#### [Source excerpt]
Solving time: ages!
The only previous Kruger puzzle I remember was about No. 6 in the Inquisitor series, based on the Offa’s Dyke footpath and associated places – one that I found pretty tough and was quite relieved not to be writing about.
This one proved even tougher for me – I ended up using things like the anagram and full text searches in the CD-Rom version of Chambers to solve about half a dozen of the clues and get some momentum going. My aim for Inquisitors and similar puzzles is to just use the dictionary itself if possible. For puzzles like this one, this approach works if I can guess what the title means, or spot the misprint phrase from contributing letters, or see a common feature in the answers that need ‘processing’. None of these happened for a long time with this puzzle, but eventually, I did spot the pattern – answers that needed changing seemed to include CATAMARANS, GUARDIAN ANGEL, PETULANT and PURITAN. What do these words have in common? A female name – Tamara, Diana, Petula and Rita respectively. With OBI as a sequence of letters near the end of the misprint phrase, the penny dropped when ‘La Donna e Mobile’ came to mind and matched up with the other misprint letters – it’s the title of an aria from Verdi’s Rigoletto, usually translated as “Woman is fickle” – hence the anagrammed title “On a swim” from “Woman is”. Making appropriate anagrams of female first names in 10 answers allows them to fit the intersecting words, and once I realised this, finding the other anagrammed names took very little time. Lesson from this solving experience: if the title is baffling, try making anagrams out of it and see if they suggest anything. Also: try not to get too spooked by the setter’s name just because of one tough puzzle – I shouldn’t really have made such heavy weather of this one.

#### [Stated exercise A]
Filter the rows below, keeping every line that contains the word "tire".

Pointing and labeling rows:
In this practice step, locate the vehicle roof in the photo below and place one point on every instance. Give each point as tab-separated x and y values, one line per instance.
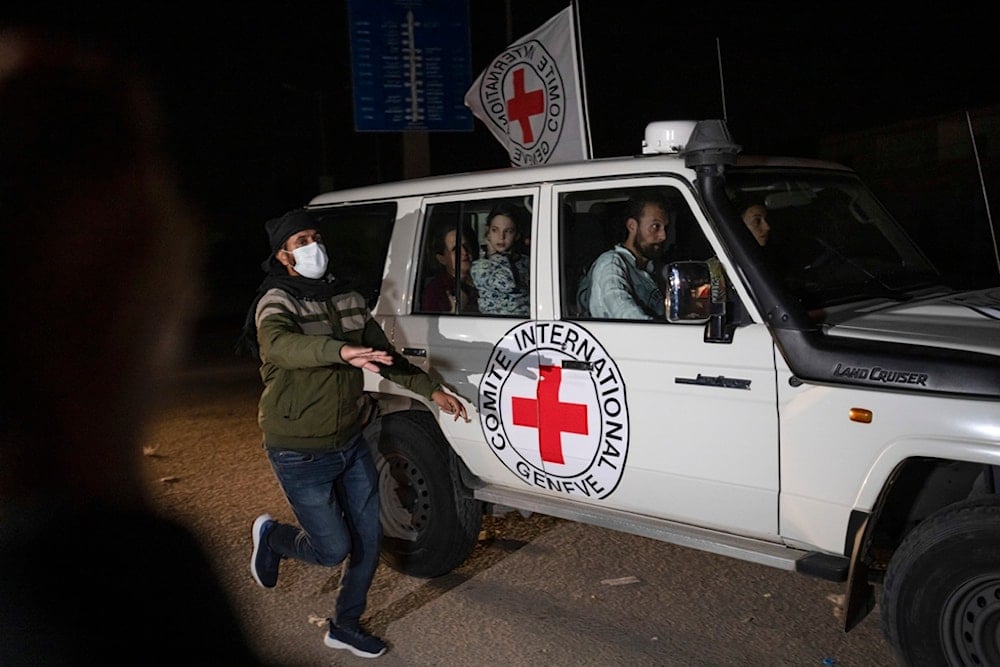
565	171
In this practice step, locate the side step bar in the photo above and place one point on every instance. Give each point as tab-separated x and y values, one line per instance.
743	548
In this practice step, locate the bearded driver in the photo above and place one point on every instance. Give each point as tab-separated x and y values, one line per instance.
316	338
620	283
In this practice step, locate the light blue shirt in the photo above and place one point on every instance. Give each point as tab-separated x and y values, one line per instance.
616	288
501	291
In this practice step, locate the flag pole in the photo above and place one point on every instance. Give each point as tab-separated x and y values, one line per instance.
578	51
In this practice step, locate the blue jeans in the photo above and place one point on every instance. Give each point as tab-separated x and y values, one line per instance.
334	496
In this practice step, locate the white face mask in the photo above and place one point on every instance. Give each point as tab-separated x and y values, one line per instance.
310	260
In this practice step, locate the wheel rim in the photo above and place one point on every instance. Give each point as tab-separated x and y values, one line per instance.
971	623
404	504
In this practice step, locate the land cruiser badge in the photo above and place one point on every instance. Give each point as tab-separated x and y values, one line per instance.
552	408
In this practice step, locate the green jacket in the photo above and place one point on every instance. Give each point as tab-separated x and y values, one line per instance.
311	397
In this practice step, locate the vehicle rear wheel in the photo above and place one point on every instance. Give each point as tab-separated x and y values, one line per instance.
428	527
941	598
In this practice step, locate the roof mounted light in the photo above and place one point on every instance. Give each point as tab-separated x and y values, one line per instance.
667	136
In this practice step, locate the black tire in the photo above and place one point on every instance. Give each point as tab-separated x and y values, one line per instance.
428	527
941	597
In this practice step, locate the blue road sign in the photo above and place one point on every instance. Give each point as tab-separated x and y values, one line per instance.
410	64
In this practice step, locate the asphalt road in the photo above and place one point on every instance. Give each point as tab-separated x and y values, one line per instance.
537	590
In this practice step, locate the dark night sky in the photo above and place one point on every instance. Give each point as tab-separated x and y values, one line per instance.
240	85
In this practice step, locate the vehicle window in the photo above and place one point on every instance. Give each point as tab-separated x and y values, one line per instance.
357	239
829	237
475	258
610	272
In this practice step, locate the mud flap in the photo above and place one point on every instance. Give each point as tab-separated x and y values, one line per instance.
860	598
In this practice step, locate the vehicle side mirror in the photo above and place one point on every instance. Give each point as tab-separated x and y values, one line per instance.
689	292
697	294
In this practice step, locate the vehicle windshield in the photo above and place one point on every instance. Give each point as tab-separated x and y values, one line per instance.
828	236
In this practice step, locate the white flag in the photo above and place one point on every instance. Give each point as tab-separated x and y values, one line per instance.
531	98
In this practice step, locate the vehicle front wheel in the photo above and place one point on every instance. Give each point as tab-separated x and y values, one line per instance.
941	598
429	528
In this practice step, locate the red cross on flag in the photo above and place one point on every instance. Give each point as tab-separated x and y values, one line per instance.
532	99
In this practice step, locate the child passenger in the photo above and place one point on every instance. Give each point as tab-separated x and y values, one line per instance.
502	276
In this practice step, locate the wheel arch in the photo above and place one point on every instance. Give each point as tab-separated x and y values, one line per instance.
917	488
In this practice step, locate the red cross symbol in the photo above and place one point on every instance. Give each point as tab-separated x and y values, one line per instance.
523	105
549	416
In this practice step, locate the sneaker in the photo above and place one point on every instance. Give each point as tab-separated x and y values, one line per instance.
264	562
357	641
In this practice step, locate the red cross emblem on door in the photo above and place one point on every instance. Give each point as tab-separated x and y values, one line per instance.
549	415
524	104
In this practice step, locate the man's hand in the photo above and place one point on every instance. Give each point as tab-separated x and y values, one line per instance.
365	357
449	404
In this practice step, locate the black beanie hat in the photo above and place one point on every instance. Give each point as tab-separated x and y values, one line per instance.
293	222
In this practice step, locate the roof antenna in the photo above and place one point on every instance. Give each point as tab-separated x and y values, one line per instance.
986	198
718	50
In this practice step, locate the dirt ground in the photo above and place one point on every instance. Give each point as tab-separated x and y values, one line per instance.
205	467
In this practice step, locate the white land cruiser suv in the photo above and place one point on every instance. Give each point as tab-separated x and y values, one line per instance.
825	404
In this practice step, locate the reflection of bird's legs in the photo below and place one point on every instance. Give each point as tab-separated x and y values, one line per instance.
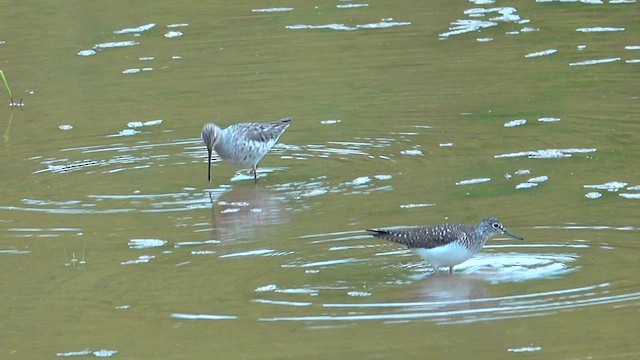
255	173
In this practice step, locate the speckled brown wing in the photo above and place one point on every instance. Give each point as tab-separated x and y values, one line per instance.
424	237
267	132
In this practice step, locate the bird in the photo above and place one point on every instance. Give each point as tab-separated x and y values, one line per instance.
243	144
445	244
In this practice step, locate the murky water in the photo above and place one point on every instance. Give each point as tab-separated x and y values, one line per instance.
113	243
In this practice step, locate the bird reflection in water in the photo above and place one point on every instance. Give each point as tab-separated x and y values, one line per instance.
449	291
238	213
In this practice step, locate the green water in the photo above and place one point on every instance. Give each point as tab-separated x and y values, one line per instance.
391	111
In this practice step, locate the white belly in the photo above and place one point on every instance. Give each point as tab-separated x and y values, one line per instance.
446	255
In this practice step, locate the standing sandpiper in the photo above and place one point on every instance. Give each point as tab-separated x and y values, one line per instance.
243	144
445	244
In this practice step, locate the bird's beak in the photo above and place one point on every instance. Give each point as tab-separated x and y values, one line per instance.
513	235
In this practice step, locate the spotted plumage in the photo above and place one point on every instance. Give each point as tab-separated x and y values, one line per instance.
243	144
445	244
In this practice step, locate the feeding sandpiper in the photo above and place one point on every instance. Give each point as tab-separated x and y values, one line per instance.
243	144
445	244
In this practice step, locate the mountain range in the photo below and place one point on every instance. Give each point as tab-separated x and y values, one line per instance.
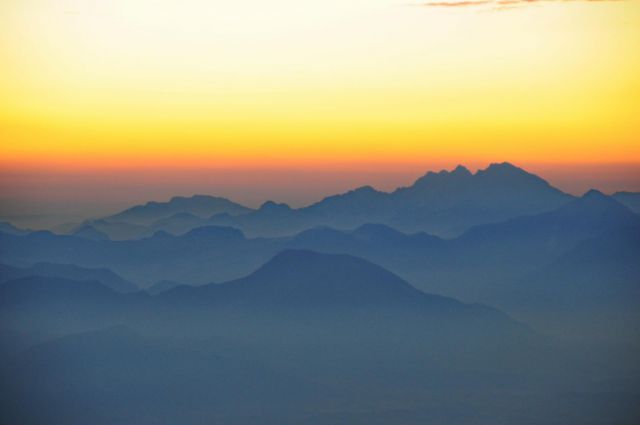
465	298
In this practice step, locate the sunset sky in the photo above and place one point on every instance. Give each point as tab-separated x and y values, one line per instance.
104	103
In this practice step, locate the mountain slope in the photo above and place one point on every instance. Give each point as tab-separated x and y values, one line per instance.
199	205
68	271
444	203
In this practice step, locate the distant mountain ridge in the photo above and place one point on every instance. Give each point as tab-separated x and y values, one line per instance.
202	206
68	271
445	203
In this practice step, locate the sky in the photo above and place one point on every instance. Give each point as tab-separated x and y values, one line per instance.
108	103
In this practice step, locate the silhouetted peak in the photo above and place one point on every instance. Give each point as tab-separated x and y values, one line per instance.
594	194
365	190
596	203
88	231
273	206
162	234
504	168
461	170
338	274
182	216
373	230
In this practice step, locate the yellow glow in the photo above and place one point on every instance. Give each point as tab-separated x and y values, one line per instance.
90	83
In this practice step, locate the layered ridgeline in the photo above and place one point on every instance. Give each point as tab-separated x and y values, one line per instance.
306	338
444	203
487	263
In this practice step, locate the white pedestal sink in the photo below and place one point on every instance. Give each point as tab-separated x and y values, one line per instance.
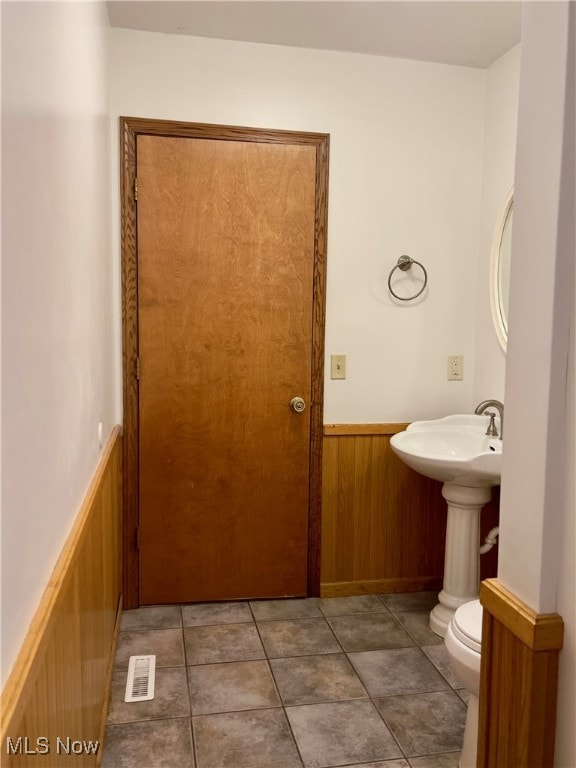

#### [Stated exercise B]
Please rewrite the puzzle write-up from "The only previous" up to and including "be writing about.", replacing "footpath" with "trail".

#### [Response A]
In this practice step, locate the black tire in the photo above and place one point on every instance. Give each point as tab-separated x and y values, one line per instance.

#### [Response B]
The only previous Kruger puzzle I remember was about No. 6 in the Inquisitor series, based on the Offa’s Dyke trail and associated places – one that I found pretty tough and was quite relieved not to be writing about.